* begin *

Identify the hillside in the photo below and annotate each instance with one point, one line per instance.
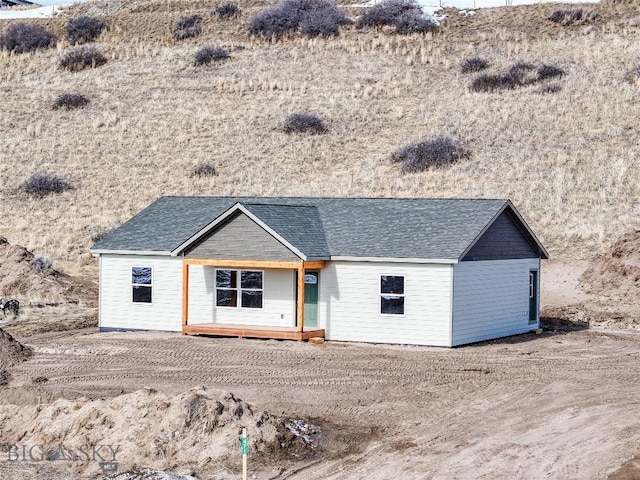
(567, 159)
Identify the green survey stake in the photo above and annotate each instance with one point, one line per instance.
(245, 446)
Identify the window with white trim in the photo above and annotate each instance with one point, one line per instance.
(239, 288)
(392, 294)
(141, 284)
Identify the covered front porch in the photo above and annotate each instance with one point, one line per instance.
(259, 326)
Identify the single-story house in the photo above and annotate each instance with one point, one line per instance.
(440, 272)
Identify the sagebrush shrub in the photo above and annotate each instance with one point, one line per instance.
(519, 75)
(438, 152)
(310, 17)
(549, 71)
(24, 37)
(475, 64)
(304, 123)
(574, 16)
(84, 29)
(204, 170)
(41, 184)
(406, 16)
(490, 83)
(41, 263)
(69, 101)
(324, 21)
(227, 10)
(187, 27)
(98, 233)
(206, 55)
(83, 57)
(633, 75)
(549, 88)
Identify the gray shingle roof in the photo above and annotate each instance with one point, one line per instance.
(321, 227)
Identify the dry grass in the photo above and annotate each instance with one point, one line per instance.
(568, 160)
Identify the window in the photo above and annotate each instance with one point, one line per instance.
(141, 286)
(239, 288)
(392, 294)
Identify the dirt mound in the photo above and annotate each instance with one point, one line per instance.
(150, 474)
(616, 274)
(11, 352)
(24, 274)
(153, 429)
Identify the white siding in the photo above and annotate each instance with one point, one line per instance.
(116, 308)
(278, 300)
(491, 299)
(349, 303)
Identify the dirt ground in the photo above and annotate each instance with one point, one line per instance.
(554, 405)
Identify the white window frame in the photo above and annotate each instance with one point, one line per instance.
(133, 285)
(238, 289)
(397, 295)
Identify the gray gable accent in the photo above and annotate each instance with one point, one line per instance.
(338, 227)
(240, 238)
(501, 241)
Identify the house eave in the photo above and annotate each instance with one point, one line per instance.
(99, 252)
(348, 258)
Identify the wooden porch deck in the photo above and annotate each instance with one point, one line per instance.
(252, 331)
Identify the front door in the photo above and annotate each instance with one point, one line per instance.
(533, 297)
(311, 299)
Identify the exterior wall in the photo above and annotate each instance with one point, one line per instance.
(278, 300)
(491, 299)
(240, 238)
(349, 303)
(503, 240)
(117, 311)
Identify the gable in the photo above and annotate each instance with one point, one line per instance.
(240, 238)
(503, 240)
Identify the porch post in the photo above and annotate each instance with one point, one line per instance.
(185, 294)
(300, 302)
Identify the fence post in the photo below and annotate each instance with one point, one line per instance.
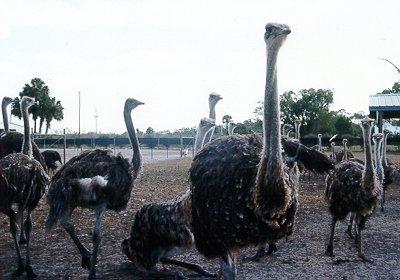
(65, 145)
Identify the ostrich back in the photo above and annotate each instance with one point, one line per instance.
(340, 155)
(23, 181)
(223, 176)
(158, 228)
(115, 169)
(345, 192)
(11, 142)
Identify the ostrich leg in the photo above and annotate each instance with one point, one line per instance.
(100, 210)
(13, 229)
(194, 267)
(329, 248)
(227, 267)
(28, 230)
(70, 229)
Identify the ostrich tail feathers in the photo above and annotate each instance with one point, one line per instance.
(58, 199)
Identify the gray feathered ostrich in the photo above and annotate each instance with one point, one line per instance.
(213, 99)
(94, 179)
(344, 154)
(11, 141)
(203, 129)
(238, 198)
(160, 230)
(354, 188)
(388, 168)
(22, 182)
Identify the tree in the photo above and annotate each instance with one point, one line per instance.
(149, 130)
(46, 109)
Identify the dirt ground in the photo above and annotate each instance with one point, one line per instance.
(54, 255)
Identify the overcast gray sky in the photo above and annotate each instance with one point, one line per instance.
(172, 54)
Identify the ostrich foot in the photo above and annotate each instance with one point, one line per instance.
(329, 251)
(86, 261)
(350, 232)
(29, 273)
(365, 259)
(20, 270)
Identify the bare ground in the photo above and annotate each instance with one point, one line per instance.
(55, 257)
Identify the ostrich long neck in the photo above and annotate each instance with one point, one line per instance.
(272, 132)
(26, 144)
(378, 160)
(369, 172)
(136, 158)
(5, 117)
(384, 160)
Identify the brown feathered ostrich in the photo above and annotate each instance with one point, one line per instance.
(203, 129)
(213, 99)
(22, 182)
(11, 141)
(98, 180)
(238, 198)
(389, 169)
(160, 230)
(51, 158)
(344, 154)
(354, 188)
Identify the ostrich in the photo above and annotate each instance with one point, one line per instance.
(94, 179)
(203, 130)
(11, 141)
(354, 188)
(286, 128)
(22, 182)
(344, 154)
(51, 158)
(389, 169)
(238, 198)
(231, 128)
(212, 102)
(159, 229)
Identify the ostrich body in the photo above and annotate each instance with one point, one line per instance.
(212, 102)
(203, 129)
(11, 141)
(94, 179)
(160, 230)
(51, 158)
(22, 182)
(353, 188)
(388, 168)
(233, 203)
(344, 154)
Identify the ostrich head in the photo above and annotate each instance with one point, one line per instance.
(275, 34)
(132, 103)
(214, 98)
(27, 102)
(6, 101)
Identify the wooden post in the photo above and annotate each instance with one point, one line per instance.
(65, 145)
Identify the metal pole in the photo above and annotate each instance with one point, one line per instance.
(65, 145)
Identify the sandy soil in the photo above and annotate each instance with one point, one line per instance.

* end *

Write out, word for word, every line from the one containing "Identify the ostrich long" through the last line of the records above.

▶ [Task answer]
Identify the ostrich long neck in the photo above and annotate each instance with one point, one line per instance.
(272, 132)
(26, 144)
(378, 160)
(369, 172)
(136, 158)
(5, 117)
(384, 160)
Identify the brown feathered ostrich in the photo above and annotate each instance with one point, one line per instance.
(203, 129)
(213, 99)
(22, 182)
(11, 141)
(98, 180)
(238, 198)
(389, 169)
(160, 230)
(51, 158)
(344, 154)
(354, 188)
Identify the ostrich in the photo above and annotate each instance with one point, one line per instance.
(94, 179)
(203, 130)
(11, 141)
(354, 188)
(286, 128)
(22, 182)
(344, 154)
(51, 158)
(389, 169)
(238, 198)
(231, 128)
(212, 102)
(159, 229)
Identify the ostrich body in the photo above and annotate each instance with one point, one line per instance.
(212, 102)
(203, 129)
(11, 141)
(94, 179)
(160, 230)
(51, 158)
(22, 182)
(353, 188)
(388, 168)
(233, 203)
(344, 154)
Identify the ostrich head in the photo above and annotate each instance with one point, one line per instance.
(275, 34)
(132, 103)
(214, 98)
(27, 102)
(6, 101)
Identify the wooden post in the photo above and annotate each instance with one point, one line per instance.
(65, 145)
Identify the metal pole in the photo above and annotate each instance with one point, one line per instance.
(65, 145)
Identify the sandy soil in the photo above and annotate each instance with one point, one line per instance.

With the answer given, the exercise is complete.